◆ Source data ◆
'''

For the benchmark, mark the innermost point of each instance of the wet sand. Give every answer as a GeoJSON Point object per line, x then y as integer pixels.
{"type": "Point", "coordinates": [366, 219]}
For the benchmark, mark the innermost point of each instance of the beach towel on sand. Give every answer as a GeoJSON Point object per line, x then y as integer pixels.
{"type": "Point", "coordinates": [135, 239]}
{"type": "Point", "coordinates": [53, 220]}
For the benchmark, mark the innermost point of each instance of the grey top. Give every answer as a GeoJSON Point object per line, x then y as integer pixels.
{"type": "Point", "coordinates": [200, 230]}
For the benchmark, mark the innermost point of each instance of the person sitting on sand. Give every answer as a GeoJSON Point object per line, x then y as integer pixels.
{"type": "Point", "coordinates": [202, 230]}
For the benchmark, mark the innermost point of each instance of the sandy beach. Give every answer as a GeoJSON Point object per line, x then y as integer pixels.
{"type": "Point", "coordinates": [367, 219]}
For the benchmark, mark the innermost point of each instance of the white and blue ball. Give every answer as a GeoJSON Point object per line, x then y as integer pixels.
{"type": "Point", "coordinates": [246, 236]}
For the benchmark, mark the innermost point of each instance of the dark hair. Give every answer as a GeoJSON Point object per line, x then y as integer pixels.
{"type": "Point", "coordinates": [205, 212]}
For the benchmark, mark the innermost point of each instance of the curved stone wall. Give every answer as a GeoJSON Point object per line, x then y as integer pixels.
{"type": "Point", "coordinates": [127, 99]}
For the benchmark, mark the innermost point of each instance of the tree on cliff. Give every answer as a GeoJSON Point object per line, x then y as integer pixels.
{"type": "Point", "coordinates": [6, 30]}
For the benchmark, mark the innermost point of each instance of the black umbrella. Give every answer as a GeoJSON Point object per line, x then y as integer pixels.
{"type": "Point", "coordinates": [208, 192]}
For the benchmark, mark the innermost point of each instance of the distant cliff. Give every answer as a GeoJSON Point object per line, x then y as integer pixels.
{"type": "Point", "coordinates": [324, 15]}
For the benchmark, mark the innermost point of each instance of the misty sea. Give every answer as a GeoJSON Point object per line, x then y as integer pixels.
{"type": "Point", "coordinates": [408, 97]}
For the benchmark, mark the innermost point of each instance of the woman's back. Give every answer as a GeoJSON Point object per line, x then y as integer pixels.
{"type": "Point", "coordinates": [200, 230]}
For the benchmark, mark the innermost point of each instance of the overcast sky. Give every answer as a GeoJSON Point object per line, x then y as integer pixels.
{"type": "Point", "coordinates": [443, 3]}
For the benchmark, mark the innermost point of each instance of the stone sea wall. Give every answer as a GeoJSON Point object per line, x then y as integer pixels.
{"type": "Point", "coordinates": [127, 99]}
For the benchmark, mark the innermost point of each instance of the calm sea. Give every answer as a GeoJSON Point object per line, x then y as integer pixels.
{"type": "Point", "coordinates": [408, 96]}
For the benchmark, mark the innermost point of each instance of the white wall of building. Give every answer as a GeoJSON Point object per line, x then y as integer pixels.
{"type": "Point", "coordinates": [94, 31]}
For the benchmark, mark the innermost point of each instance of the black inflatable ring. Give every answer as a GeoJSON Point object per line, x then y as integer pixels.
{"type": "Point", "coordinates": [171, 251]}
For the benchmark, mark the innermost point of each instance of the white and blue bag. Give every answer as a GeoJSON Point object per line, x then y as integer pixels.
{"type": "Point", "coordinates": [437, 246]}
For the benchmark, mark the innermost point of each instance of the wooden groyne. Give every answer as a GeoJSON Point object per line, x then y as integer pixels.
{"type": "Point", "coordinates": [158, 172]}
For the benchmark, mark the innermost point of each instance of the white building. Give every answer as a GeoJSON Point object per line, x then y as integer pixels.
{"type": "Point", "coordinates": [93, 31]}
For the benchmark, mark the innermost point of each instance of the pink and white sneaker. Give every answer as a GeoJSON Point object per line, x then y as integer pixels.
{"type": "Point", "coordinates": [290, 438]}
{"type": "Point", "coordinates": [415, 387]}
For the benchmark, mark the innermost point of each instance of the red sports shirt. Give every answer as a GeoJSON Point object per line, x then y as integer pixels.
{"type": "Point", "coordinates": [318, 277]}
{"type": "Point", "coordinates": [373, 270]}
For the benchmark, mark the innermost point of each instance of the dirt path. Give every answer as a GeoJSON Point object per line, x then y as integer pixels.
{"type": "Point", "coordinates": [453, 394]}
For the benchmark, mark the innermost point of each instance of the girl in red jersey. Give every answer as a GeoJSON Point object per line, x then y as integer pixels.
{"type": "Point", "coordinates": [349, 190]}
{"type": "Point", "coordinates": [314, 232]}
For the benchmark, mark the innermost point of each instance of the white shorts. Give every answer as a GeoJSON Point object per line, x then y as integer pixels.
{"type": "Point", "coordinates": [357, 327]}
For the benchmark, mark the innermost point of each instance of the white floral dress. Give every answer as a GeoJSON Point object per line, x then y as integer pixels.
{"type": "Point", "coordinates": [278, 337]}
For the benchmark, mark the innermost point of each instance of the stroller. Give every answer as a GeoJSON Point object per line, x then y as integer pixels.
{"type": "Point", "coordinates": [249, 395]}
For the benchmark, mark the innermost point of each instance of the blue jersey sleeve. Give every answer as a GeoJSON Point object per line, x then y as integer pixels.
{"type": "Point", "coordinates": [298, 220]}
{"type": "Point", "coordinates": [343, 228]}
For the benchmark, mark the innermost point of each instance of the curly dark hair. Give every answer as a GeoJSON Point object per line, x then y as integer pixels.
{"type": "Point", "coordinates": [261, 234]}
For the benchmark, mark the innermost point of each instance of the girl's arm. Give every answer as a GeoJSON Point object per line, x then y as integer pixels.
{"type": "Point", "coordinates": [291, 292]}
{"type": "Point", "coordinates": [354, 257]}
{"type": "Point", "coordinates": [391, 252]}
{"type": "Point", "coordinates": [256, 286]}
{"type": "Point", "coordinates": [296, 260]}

'''

Give exactly the lines from the one with "of the curly" to the end of the entries, nothing before them.

◆ WRITTEN ANSWER ◆
For the benchmark, mark the innermost point of each instance of the curly dark hair. Give every answer as a GeoJSON Point object per line, x then y as integer pixels.
{"type": "Point", "coordinates": [261, 234]}
For the benchmark, mark the innermost point of each instance of the girl's arm. Give every answer as a GeoJSON Point object per line, x then y as integer pixels.
{"type": "Point", "coordinates": [291, 292]}
{"type": "Point", "coordinates": [354, 257]}
{"type": "Point", "coordinates": [391, 252]}
{"type": "Point", "coordinates": [256, 286]}
{"type": "Point", "coordinates": [296, 260]}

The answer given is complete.